** EXERCISE OBJECTIVE **
Pick out every line in the items below that contains the string "woman", and copy each one. Case counts.

** DATA EXTRACT **
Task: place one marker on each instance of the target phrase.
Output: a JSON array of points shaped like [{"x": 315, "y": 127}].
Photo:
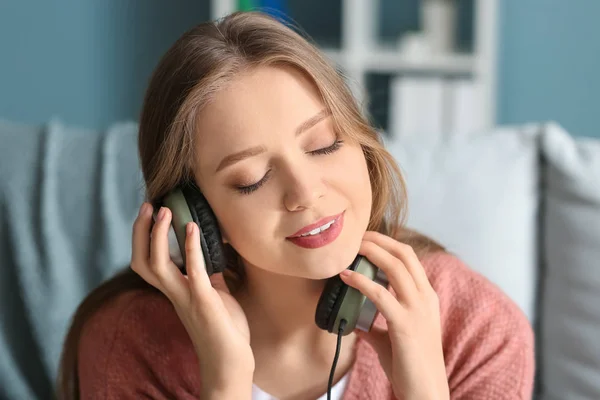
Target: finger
[
  {"x": 394, "y": 269},
  {"x": 141, "y": 234},
  {"x": 404, "y": 253},
  {"x": 385, "y": 302},
  {"x": 217, "y": 280},
  {"x": 140, "y": 251},
  {"x": 379, "y": 339},
  {"x": 174, "y": 284},
  {"x": 195, "y": 264}
]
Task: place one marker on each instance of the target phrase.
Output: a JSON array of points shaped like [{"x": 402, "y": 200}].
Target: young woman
[{"x": 254, "y": 115}]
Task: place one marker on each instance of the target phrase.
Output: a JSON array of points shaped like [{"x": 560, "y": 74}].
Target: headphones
[{"x": 337, "y": 302}]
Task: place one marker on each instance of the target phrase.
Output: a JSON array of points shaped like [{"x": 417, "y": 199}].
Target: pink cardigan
[{"x": 136, "y": 347}]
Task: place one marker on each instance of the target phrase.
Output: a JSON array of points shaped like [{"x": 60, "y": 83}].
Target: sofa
[{"x": 520, "y": 204}]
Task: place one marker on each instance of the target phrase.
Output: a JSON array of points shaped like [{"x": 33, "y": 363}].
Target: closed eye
[
  {"x": 247, "y": 189},
  {"x": 329, "y": 149}
]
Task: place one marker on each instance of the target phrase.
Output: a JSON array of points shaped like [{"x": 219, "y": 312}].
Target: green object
[
  {"x": 354, "y": 300},
  {"x": 247, "y": 5}
]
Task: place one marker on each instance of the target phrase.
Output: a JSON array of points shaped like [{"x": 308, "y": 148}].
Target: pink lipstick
[{"x": 319, "y": 234}]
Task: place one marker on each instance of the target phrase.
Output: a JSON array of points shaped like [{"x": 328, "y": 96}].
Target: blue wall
[
  {"x": 549, "y": 63},
  {"x": 86, "y": 62}
]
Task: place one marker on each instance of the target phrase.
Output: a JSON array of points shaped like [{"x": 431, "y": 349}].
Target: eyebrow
[{"x": 254, "y": 151}]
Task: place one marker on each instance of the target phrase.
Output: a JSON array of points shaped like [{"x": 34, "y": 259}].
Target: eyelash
[{"x": 255, "y": 186}]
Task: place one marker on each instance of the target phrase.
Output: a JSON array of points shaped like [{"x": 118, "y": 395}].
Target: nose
[{"x": 304, "y": 188}]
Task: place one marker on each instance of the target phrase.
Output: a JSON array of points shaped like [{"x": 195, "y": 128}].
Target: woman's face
[{"x": 271, "y": 164}]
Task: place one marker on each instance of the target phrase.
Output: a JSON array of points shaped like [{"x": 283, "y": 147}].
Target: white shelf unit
[{"x": 360, "y": 53}]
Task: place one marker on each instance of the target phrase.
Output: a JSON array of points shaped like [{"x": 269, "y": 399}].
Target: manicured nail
[{"x": 346, "y": 273}]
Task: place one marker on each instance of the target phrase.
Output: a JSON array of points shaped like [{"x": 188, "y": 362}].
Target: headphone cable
[{"x": 337, "y": 354}]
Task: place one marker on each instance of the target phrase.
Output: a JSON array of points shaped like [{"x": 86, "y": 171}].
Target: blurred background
[
  {"x": 490, "y": 108},
  {"x": 517, "y": 61}
]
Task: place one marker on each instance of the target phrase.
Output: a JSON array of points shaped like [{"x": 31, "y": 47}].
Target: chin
[{"x": 326, "y": 268}]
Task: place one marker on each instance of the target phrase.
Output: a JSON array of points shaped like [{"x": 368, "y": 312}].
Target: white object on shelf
[
  {"x": 438, "y": 18},
  {"x": 360, "y": 54},
  {"x": 417, "y": 107}
]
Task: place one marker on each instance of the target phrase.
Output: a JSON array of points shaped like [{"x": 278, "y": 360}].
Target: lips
[
  {"x": 317, "y": 224},
  {"x": 323, "y": 238}
]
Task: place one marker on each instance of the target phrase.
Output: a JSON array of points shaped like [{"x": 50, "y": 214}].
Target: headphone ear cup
[
  {"x": 326, "y": 313},
  {"x": 339, "y": 301},
  {"x": 210, "y": 235}
]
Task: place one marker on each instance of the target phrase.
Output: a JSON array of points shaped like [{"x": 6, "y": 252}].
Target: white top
[{"x": 336, "y": 391}]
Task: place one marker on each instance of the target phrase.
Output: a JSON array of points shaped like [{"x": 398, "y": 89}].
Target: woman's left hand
[{"x": 410, "y": 350}]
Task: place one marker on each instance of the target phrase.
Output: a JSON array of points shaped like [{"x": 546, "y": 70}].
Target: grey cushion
[
  {"x": 570, "y": 323},
  {"x": 478, "y": 195},
  {"x": 68, "y": 198}
]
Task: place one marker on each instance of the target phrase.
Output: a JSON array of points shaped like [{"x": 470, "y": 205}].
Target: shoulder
[
  {"x": 135, "y": 344},
  {"x": 488, "y": 341}
]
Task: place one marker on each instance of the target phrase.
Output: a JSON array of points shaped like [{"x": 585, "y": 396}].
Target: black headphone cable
[{"x": 343, "y": 323}]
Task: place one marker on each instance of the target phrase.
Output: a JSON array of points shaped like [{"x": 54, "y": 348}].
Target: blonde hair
[{"x": 199, "y": 64}]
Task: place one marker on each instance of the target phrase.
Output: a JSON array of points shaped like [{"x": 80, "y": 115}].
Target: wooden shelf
[{"x": 390, "y": 61}]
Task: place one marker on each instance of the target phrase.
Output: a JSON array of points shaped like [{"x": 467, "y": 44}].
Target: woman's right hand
[{"x": 214, "y": 320}]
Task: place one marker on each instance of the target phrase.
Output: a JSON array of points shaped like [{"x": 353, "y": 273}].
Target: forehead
[{"x": 252, "y": 109}]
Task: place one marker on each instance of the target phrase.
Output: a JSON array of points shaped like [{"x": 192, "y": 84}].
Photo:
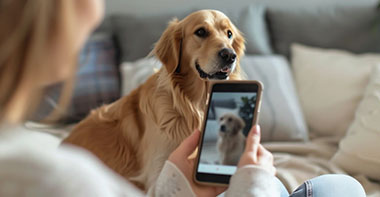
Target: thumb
[
  {"x": 253, "y": 140},
  {"x": 188, "y": 146}
]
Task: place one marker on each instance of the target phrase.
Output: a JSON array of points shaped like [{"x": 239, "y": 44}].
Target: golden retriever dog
[
  {"x": 135, "y": 135},
  {"x": 231, "y": 140}
]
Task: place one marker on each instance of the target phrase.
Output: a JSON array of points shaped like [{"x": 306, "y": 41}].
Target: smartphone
[{"x": 232, "y": 108}]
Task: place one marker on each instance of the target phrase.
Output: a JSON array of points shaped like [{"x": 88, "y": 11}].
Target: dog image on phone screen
[{"x": 231, "y": 140}]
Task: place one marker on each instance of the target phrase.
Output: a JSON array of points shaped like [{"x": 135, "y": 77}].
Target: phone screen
[{"x": 230, "y": 116}]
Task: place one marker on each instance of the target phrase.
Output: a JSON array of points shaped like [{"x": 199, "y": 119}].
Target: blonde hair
[{"x": 26, "y": 29}]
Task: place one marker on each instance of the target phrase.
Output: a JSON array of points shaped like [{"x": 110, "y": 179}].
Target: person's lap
[{"x": 325, "y": 186}]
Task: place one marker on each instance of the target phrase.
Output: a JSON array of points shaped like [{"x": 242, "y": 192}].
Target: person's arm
[
  {"x": 252, "y": 181},
  {"x": 255, "y": 174},
  {"x": 171, "y": 182}
]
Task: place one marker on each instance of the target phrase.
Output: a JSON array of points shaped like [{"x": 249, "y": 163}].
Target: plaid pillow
[{"x": 97, "y": 82}]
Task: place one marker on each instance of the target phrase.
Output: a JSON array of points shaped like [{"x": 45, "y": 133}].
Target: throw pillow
[
  {"x": 97, "y": 82},
  {"x": 349, "y": 25},
  {"x": 330, "y": 85},
  {"x": 359, "y": 150}
]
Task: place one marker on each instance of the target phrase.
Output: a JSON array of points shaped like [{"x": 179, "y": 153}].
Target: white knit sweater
[{"x": 30, "y": 169}]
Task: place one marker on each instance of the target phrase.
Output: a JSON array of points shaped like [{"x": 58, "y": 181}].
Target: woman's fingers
[
  {"x": 253, "y": 140},
  {"x": 187, "y": 147}
]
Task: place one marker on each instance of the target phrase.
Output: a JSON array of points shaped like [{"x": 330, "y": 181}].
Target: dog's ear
[
  {"x": 168, "y": 47},
  {"x": 239, "y": 43},
  {"x": 239, "y": 47}
]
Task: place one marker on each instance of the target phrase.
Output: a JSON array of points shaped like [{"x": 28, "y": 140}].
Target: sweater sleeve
[
  {"x": 171, "y": 182},
  {"x": 252, "y": 181}
]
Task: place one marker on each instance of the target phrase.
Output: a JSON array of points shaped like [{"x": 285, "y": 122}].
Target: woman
[{"x": 39, "y": 43}]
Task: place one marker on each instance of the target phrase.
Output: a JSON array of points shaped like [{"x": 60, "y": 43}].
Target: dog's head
[
  {"x": 230, "y": 125},
  {"x": 205, "y": 43}
]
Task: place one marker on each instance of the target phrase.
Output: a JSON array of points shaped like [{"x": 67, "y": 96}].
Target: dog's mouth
[{"x": 222, "y": 74}]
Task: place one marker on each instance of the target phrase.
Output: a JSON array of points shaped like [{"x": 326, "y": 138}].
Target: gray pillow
[
  {"x": 253, "y": 25},
  {"x": 348, "y": 25},
  {"x": 136, "y": 35},
  {"x": 281, "y": 117}
]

** SOLVED PROBLEM **
Target: young woman
Target: woman's face
Target: woman's left hand
Target: woman's right hand
Target: woman's fingers
Target: woman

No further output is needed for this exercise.